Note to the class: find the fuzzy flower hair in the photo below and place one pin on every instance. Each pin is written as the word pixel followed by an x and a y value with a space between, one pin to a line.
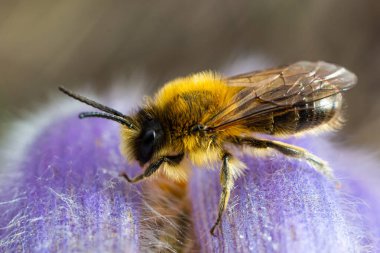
pixel 60 192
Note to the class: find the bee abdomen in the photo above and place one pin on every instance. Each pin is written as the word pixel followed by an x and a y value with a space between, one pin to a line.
pixel 305 116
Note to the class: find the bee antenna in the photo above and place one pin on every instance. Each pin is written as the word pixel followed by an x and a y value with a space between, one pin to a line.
pixel 110 113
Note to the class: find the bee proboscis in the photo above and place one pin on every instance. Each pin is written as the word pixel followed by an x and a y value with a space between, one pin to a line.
pixel 201 116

═══

_Directions_
Return the complete material exactly as it appears, without images.

_Reply_
Note to the class: find the fuzzy flower hair in the photo below and place one pin on every instance. Each pin is written as the word pixel followed by an x and a y value with a space between, one pin to a line.
pixel 60 192
Note to the class: find the bee abdomen in the photo above and place one pin on every instance. Each pin is written as the word pixel followed by an x and a y value with a space between, one pin to a line.
pixel 305 116
Note to the class: find the bee antenna in the photo above and place one pin on every instance. Each pin is written as the word pixel followed by an x and a y value with a space between, one pin to a line.
pixel 110 113
Note to the class: find the bee proboscis in the photo above and place one pin on every instance. Each pin is written as the word pixel followed by an x and a y value with a space between, one pin to a line.
pixel 201 116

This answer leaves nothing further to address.